═══ Records to process

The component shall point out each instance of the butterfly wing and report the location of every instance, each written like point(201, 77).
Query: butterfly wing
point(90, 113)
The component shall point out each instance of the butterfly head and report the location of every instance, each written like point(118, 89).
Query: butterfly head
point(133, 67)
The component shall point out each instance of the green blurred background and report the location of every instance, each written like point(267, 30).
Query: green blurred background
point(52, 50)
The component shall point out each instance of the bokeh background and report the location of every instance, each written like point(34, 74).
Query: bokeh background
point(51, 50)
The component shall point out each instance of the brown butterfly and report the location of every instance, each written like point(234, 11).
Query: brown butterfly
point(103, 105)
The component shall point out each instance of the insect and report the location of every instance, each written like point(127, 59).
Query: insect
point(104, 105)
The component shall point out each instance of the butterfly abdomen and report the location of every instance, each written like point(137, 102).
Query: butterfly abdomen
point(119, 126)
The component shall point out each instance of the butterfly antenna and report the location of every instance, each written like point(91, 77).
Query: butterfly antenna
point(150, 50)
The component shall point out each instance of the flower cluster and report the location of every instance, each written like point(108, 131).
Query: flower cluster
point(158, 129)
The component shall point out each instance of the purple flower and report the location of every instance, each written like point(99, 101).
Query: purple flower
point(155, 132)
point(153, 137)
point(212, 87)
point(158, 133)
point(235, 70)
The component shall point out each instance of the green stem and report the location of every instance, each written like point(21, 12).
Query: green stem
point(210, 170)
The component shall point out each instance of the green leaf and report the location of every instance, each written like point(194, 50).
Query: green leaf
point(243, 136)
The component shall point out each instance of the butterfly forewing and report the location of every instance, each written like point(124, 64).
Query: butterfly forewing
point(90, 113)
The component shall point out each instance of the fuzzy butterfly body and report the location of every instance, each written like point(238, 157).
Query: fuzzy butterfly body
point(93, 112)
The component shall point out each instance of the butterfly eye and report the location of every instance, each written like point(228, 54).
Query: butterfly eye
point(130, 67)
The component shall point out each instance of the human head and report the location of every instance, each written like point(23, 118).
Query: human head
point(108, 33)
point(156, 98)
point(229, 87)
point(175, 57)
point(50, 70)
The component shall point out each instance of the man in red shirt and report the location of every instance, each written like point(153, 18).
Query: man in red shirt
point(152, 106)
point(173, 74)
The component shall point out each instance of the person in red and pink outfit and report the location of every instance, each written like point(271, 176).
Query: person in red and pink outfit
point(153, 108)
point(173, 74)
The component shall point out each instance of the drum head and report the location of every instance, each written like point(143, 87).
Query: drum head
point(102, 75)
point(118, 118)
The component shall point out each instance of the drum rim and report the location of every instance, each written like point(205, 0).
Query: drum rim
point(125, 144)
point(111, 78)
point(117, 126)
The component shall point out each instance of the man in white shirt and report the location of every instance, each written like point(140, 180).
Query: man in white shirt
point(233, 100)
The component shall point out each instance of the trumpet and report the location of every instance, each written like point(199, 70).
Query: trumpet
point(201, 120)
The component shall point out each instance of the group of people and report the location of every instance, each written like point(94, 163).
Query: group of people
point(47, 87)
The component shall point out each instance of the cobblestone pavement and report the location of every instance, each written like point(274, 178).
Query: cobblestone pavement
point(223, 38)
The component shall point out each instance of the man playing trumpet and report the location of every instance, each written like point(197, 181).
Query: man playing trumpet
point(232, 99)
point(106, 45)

══════

> [Work item]: Would you write out the data exactly as it reads?

> [Answer area]:
The component shall point out each instance of the butterfly wing and report the location of every instance, each written like point(201, 77).
Query: butterfly wing
point(90, 113)
The component shall point out each instance of the butterfly head and report the location of every instance, each written like point(118, 89).
Query: butterfly head
point(133, 67)
The component shall point out each instance of the green blurred background and report the location of every instance, each written like point(267, 30).
Query: green blurred background
point(52, 50)
The component shall point out each instance of the bokeh background and report the location of every instance, each written like point(34, 74).
Query: bokeh background
point(51, 50)
The component shall point out each instance of the brown butterfly and report the location of every instance, each written like point(234, 11).
Query: brown butterfly
point(103, 105)
The component shall point out each instance of the insect and report the location of every instance, each written like point(127, 59).
Query: insect
point(104, 105)
The component shall point out each instance of the butterfly abdomen and report the location of every instance, each written like point(137, 102).
Query: butterfly abdomen
point(119, 126)
The component shall point out each instance of the butterfly antenna and report the location of every instance, each written like point(91, 77).
Query: butterfly antenna
point(150, 50)
The component shall point out each instance of the flower cluster and report the location of every instance, each written like point(108, 131).
Query: flower cluster
point(158, 129)
The component shall point out each instance of the purple flower and report the location of every instance, each written like point(99, 101).
Query: purple flower
point(155, 132)
point(153, 137)
point(212, 87)
point(158, 133)
point(235, 70)
The component shall point out each instance of the green stem and report the location of every instance, each written like point(21, 12).
Query: green stem
point(210, 170)
The component shall point out each instance of the green leaf and report the location of every instance, each written like point(194, 50).
Query: green leaf
point(243, 136)
The component shall point out each instance of the butterfly forewing and report the location of every instance, each written like point(124, 64).
Query: butterfly forewing
point(90, 113)
The component shall point out each instance of the fuzzy butterfly body and report the location of every instance, each written like point(238, 157).
Query: fuzzy butterfly body
point(93, 112)
The component shall point out each instance of the butterfly eye and report the location of every instance, each written like point(228, 54).
Query: butterfly eye
point(130, 67)
The component shall point out each instance of the human head and report the location of every instance, each written like point(23, 118).
Query: human head
point(108, 33)
point(156, 98)
point(229, 87)
point(175, 57)
point(50, 70)
The component shall point out each instance of the man in red shirt and report the location of every instance, each written like point(153, 18).
Query: man in red shirt
point(152, 106)
point(173, 74)
The component shall point out each instance of the person in red and pink outfit and report the location of every instance, each written like point(271, 176).
Query: person in red and pink outfit
point(153, 108)
point(173, 74)
The component shall point out each instance of the drum head and report the location of every instance, each written like point(143, 87).
Query: drum head
point(102, 75)
point(118, 118)
The component shall point out each instance of the drum rim and report the location of every instance, each written like point(205, 0).
Query: drum rim
point(125, 144)
point(111, 78)
point(117, 126)
The component shall point out each instance of the man in white shirt and report the location of every instance, each written like point(140, 180).
Query: man in white shirt
point(233, 100)
The component shall point out each instance of the trumpet and report the location of every instance, each written like point(199, 70).
Query: trumpet
point(201, 120)
The component shall point out each instance of the group of people and report the location of every instance, each written like point(94, 163).
Query: group of people
point(47, 87)
The component shall point out each instance of the cobblestone pavement and report the location of every instance, each written like point(274, 178).
Query: cobblestone pavement
point(223, 38)
The component shall point out each instance of the man playing trumpet and report the location of every instance, each written like point(197, 181).
Query: man playing trumpet
point(232, 99)
point(106, 45)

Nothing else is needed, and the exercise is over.